What this exercise asks
**A.** In the passage on archery bows, what does the power-stroke equal?
**B.** Pick up the passage on archery bows after its last sentence and keep writing it.

Extract to read
* Begin *
CROSS-REFERENCE TO RELATED APPLICATION

This application claims the benefit of provisional application No. 60/713,186 filed Aug. 30, 2005.

FIELD OF THE INVENTION

This invention relates in general to archery bows, and relates in particular to inverted compound archery bows.

BACKGROUND OF THE INVENTION

A conventional archery bow (FIG. 1) converts the mechanical work of drawing the bowstring into potential energy stored in the spring tension of the limbs which is released as the kinetic energy of the arrow. According to the laws of physics the work input, stored potential energy, and released kinetic energy are equivalent except for frictional and dynamic losses.

The energy capacity of the traditional bow, shown in FIGS. 1 and 2, is the product of the draw-weight and power-stroke. The power-stroke is the draw-length minus the brace-height (FIG. 2). In the design of the traditional bow, the brace-height provides clearance for the gripping hand by limiting the forward travel of the bowstring to a distance from the grip. The usable draw-weight is limited by the strength of the archer, the draw-length is limited by the reach of the archer, and the power-stroke is reduced by the brace-height. These three factors are the primary limitations to the energy capacity of the traditional bow.

The inverted bow (FIG. 3) requires less string and limb-tension for a given draw-weight and power-stroke compared to the traditional bow, but stores and releases no more energy. The inverted bow is inherently problematic to grasp and hold due to rotational forces about the grip, lacks practical methods to nock and rest the arrow, and limits the draw-length by the dimensions of the bow. For these reasons, the inverted bow has never come into practical use.
* End *
Data lines
* Begin *
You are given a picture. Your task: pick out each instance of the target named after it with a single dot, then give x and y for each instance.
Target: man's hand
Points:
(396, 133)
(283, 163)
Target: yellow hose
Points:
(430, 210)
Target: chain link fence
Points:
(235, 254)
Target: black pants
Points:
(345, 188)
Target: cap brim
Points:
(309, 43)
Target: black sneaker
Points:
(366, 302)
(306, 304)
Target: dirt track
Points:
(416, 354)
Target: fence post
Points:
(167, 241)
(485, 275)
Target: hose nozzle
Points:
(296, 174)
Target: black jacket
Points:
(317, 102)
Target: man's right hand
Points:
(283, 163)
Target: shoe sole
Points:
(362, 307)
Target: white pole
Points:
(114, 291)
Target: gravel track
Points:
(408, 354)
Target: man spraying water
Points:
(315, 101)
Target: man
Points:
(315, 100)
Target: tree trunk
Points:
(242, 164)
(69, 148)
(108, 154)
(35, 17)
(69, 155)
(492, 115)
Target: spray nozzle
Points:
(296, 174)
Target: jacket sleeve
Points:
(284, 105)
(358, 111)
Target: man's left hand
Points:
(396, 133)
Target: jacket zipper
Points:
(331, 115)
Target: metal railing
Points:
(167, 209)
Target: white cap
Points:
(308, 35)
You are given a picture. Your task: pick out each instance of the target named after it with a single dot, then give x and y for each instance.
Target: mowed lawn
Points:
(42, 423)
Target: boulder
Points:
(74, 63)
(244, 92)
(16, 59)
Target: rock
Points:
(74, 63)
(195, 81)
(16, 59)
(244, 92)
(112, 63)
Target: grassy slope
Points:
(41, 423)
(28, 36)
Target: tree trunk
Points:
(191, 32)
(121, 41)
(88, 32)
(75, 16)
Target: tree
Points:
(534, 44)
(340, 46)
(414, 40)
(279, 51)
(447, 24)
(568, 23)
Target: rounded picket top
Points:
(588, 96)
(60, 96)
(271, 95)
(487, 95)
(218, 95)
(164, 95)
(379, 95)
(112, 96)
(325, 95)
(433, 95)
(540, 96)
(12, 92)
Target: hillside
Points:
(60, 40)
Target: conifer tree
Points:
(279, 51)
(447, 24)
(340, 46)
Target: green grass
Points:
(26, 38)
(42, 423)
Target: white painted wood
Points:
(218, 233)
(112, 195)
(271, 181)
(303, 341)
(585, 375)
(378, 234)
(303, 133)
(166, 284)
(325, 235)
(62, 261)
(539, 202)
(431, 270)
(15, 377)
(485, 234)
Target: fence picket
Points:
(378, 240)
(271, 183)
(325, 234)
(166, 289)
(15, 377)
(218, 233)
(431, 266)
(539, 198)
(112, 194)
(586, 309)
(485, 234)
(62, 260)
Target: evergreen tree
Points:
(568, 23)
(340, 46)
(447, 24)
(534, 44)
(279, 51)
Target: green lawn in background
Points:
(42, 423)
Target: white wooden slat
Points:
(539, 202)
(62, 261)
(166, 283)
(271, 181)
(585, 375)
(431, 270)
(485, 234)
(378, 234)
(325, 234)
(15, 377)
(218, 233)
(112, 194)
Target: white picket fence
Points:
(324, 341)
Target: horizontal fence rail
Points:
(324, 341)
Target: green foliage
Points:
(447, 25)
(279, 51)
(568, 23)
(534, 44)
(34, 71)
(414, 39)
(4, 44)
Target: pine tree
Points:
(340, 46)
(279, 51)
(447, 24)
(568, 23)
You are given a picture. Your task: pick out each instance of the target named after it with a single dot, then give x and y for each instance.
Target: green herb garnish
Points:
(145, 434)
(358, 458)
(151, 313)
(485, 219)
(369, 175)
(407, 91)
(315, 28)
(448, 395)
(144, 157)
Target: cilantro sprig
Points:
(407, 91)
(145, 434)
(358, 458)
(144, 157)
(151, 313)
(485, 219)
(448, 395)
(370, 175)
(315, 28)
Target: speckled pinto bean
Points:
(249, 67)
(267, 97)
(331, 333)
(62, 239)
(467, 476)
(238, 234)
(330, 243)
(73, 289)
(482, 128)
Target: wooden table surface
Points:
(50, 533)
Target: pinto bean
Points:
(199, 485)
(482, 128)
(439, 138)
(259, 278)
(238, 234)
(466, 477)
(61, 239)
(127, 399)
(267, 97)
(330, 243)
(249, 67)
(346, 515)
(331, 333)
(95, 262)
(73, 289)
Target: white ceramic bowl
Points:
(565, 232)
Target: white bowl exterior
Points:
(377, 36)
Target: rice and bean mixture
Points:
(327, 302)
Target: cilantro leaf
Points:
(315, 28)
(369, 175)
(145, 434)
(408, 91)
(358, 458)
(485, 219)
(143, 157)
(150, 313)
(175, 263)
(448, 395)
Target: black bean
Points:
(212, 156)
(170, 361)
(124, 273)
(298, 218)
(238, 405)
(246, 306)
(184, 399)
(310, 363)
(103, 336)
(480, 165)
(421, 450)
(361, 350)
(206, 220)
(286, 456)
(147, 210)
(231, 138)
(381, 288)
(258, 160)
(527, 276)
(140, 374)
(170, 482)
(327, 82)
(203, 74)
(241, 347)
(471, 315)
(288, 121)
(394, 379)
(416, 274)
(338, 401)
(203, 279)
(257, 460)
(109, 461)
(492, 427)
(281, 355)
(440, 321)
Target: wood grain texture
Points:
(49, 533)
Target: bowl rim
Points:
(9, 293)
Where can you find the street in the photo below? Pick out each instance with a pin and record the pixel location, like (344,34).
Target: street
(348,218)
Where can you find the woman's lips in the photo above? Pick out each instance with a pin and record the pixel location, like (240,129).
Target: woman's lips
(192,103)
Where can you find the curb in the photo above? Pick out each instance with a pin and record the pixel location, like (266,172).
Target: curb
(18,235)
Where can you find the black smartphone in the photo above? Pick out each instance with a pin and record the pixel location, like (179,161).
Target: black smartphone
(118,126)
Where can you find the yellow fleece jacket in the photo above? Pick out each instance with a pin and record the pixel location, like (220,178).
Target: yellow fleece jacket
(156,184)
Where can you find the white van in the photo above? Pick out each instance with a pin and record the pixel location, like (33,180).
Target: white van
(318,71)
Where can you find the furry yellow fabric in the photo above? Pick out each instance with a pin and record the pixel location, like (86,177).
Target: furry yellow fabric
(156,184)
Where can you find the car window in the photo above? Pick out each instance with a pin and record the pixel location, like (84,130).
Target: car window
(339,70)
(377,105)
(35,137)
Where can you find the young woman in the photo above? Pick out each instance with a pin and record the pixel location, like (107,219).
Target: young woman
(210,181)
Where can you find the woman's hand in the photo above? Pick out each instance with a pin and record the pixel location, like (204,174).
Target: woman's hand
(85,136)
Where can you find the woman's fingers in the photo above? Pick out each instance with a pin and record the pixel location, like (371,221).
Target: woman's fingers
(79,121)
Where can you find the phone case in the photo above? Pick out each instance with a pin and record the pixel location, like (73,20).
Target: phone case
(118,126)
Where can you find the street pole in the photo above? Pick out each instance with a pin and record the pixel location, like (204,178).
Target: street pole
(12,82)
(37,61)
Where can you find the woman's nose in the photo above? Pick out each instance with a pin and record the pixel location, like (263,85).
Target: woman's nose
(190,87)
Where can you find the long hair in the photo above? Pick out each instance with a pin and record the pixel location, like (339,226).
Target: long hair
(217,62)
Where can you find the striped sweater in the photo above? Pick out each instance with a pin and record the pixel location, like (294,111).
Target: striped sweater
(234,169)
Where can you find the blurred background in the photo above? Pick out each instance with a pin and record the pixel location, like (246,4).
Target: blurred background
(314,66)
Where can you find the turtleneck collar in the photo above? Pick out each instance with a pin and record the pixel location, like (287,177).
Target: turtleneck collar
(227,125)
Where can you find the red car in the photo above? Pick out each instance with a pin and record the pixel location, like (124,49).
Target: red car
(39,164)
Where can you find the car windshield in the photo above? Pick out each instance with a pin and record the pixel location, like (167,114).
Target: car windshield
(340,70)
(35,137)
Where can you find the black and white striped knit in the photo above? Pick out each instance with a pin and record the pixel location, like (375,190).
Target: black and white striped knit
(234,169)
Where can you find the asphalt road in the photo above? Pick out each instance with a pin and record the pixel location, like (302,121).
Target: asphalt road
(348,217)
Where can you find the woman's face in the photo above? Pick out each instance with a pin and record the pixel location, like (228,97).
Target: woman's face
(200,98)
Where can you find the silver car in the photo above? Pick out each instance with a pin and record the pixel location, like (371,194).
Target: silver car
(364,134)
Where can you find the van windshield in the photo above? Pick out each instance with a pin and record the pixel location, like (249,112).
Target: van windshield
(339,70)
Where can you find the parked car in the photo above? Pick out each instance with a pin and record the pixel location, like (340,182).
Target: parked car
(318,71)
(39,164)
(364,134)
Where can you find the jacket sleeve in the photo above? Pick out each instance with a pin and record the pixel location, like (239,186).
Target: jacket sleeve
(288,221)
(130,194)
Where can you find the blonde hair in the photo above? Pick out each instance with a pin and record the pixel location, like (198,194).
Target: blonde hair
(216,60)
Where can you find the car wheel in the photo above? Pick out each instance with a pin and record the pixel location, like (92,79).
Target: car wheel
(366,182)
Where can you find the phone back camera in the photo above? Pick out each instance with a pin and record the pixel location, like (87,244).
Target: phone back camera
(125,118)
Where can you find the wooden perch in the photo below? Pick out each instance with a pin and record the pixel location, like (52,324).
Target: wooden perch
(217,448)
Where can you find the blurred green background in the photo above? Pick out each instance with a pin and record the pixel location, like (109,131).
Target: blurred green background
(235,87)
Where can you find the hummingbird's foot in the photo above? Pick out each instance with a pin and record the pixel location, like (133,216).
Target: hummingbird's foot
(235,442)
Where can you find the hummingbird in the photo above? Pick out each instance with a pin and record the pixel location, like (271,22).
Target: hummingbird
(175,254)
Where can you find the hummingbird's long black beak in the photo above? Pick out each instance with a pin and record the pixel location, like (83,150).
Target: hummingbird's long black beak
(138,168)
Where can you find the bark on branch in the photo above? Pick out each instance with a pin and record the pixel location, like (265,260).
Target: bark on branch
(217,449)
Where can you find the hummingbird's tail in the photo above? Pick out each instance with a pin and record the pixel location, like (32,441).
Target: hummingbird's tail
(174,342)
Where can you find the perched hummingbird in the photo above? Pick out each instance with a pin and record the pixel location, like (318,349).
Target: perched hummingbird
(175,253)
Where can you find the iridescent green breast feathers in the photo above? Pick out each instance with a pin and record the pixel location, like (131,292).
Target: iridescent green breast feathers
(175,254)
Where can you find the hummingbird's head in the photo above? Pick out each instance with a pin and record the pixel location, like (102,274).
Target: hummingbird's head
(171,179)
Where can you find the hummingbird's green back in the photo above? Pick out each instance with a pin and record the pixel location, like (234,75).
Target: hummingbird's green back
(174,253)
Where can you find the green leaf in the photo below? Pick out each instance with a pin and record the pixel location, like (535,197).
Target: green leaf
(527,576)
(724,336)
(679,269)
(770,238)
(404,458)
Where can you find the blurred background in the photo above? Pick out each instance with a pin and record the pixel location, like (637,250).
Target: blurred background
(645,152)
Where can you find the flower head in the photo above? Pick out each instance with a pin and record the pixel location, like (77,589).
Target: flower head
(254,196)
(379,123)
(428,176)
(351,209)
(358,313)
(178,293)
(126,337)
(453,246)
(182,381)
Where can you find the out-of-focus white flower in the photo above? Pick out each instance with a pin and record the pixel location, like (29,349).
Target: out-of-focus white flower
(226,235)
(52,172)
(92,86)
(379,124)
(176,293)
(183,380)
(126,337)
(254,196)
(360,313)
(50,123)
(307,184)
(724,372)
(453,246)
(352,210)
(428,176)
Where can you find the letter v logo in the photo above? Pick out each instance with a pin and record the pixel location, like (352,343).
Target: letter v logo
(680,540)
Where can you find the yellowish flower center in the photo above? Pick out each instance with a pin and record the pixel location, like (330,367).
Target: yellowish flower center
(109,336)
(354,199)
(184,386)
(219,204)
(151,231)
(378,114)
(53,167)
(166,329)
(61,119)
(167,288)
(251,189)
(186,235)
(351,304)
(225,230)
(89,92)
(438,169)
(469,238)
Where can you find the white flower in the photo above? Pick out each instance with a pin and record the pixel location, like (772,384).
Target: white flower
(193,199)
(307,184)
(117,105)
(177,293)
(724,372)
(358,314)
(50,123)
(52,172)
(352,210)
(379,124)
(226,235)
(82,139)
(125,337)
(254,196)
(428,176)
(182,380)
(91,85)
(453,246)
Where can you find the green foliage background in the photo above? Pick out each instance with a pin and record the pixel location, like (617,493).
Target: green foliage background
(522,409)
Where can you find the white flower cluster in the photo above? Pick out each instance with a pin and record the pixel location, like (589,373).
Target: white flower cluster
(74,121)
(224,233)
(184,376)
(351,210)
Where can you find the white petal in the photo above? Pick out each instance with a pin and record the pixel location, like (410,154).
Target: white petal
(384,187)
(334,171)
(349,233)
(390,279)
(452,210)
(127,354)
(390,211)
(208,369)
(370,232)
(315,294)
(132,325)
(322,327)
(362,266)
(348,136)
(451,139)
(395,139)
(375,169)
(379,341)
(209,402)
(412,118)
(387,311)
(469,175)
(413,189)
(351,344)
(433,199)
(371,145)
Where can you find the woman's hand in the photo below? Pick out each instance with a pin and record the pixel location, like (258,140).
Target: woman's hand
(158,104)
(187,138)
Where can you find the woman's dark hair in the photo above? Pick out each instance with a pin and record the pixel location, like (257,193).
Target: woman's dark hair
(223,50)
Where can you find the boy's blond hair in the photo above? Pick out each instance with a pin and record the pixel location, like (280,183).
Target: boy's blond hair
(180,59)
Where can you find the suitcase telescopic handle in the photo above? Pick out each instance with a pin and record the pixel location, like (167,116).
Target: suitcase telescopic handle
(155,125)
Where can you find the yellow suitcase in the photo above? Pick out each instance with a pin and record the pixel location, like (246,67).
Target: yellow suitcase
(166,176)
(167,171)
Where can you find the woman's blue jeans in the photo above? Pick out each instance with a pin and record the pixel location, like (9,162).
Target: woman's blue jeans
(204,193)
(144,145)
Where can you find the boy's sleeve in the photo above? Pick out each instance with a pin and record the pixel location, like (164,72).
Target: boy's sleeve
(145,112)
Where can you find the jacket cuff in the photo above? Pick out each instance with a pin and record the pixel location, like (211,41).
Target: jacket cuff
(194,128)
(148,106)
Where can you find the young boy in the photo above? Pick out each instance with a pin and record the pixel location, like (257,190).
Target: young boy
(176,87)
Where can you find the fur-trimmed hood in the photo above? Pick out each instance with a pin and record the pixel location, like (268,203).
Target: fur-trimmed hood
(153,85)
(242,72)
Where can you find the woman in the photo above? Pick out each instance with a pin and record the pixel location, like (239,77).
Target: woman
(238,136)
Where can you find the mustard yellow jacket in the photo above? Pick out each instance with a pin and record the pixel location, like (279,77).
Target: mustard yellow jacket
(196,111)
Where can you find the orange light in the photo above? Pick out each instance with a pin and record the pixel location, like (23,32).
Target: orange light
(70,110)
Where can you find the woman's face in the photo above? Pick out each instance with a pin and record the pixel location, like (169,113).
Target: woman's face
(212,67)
* End *
Answers
**A.** The draw-length minus the brace-height.

**B.**
The compound bow (FIG. 4) utilizes an eccentric cam system to modify the draw-force versus draw-length characteristics of the bow, and to provide a substantial reduction of draw-weight at the full-draw position. As in the case of the traditional bow, the power-stroke is reduced by the brace-height and the compound bow is subject to the same factors which limit energy capacity.

SUMMARY OF THE INVENTION

An archery bow according to the present invention overcomes many limitations that have precluded the practical use of the inverted-limb configuration. The present archery bow has the advantages of a compound system and offers a longer power-stroke having the capacity to store and release substantially more energy than possible in the prior state-of-the-art archery bows, which include traditional, inverted, and compound bow designs (FIG. 6). In comparison, an archery bow according to the present invention has nearly twice the power-stroke and energy capacity of such earlier designs.

Stated in somewhat greater detail, features of a practicable extended power-stroke inverted compound archery bow according to the present invention include an extended-capacity cam system having two cams, each of which engages the bowstring and separate cables extending to limbs of the bow. Drawing the bowstring causes the cables to wind onto the cams, producing limb tension that acts to propel an arrow when the bowstring is released.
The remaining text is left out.